■ **Extract**
================================

Family Structure and Maternal Depressive Symptoms: A Cross-National Comparison of Australia, the United Kingdom, and the United States

Soc. Sci. 2022, 11(2), 78; https://doi.org/10.3390/socsci11020078
by Kirsten Rasmussen 1,*, Elizabeth K. Sigler 1, Sadie A. Slighting 1, Jonathan A. Jarvis 1, Mikaela J. Dufur 1 and Shana Pribesh 2
Reviewer 1: Anonymous
Reviewer 2:
Reviewer 3: Anonymous
Soc. Sci. 2022, 11(2), 78; https://doi.org/10.3390/socsci11020078
Submission received: 2 November 2021 / Revised: 9 February 2022 / Accepted: 11 February 2022 / Published: 15 February 2022
(This article belongs to the Special Issue Divorce and Life Course)

Round 1

Reviewer 1 Report

Thank you for the opportunity to review “Family Structure and Maternal Depressive Symptoms: A Cross-national Comparison of Australia, the United Kingdom, and the United States” [Manuscript ID: socsci-1468429]. This manuscript presents a study consolidating data across three countries to assess the association between family structure and maternal depressive symptoms. This study contributes to the literature regarding maternal depressive symptoms outside of the postpartum period.

================================

■ **Exercise requirements**
**A)** Reproduce the maternal depression review report word for word, from "Reviewer 1 Report" up to and including "the postpartum period.".
**B)** Can you take the maternal depression review report further, writing on from its last sentence?
The listing comes from a different source than the review report.

■ **Record excerpts**
================================

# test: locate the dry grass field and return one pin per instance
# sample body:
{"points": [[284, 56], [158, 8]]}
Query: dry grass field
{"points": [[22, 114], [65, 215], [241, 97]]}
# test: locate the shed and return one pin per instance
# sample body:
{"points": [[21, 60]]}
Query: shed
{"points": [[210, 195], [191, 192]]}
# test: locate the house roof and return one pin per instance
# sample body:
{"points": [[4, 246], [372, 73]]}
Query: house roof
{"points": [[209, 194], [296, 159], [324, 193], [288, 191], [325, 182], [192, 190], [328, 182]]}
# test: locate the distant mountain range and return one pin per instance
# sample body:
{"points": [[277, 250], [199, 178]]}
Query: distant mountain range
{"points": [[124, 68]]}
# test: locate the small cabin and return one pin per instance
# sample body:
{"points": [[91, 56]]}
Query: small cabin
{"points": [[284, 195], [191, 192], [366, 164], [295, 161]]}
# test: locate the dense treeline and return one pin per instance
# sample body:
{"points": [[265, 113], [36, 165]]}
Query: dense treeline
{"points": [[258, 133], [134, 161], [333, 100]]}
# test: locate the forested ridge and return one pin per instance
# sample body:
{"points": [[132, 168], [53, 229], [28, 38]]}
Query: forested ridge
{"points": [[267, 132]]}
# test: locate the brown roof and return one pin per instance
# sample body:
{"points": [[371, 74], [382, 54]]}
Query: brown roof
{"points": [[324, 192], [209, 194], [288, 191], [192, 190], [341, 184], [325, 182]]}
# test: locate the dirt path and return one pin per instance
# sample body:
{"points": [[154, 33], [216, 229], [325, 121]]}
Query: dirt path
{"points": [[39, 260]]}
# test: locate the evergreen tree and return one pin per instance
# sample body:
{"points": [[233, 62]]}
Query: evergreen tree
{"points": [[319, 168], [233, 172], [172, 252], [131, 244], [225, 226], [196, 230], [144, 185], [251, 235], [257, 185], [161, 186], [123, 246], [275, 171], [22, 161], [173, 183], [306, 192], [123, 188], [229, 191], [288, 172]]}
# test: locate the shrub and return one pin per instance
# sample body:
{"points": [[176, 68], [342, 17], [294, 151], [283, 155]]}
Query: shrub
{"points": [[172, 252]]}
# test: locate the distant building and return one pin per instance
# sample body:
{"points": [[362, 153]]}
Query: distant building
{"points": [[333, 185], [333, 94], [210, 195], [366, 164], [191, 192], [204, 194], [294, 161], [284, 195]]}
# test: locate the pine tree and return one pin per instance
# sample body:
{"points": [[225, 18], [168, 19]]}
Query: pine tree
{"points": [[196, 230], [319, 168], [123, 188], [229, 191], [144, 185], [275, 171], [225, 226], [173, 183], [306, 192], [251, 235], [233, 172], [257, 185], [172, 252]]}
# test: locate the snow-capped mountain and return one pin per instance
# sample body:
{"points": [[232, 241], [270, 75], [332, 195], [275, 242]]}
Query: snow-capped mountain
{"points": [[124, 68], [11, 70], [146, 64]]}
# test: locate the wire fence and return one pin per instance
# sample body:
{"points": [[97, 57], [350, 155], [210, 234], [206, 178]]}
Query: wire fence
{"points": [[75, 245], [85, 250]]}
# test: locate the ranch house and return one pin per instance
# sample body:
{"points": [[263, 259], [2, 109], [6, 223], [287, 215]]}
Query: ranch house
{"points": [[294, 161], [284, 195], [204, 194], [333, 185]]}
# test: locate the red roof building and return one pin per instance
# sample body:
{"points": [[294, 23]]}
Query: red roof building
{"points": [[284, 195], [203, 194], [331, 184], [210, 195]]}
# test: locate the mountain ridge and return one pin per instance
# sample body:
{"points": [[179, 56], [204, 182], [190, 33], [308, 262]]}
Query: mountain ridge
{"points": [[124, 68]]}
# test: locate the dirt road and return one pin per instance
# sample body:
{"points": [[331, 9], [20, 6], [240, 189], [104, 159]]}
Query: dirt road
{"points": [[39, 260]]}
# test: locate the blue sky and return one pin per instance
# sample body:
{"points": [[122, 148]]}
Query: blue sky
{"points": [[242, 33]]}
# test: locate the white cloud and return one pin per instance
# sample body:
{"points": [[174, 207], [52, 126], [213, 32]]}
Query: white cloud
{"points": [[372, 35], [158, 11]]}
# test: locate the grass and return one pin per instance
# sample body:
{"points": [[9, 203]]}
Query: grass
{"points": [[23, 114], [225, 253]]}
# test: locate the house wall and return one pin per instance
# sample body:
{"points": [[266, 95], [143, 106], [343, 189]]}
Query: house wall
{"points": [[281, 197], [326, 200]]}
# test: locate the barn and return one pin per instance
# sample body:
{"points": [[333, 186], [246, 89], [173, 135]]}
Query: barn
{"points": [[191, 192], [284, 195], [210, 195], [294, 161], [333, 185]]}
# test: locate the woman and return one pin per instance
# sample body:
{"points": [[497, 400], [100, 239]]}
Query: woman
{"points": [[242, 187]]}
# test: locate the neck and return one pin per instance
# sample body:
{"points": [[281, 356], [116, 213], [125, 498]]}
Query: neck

================================

■ **Answers for this exercise**
**A)**
Reviewer 1 Report

Thank you for the opportunity to review “Family Structure and Maternal Depressive Symptoms: A Cross-national Comparison of Australia, the United Kingdom, and the United States” [Manuscript ID: socsci-1468429]. This manuscript presents a study consolidating data across three countries to assess the association between family structure and maternal depressive symptoms. This study contributes to the literature regarding maternal depressive symptoms outside of the postpartum period.

**B)**
Introduction

Lines 24 and 40 need a citation.

Background

Throughout the introduction, the authors reference “families” in general but are not specific about whether they refer to heterosexual married couples, blended families and whether the literature differs concerning these types of unions. Lines 103-119

I suggest the authors describe similarities/ differences across these country contexts for average age at first union, divorce/ separation rates and any other important demographic differences that should be considered in advance of the analysis. For example, different countries have different norms with regard to childbirth in non-marital unions. The authors do a nice job of pointing out differences in structural supports/ resources that vary across country contexts.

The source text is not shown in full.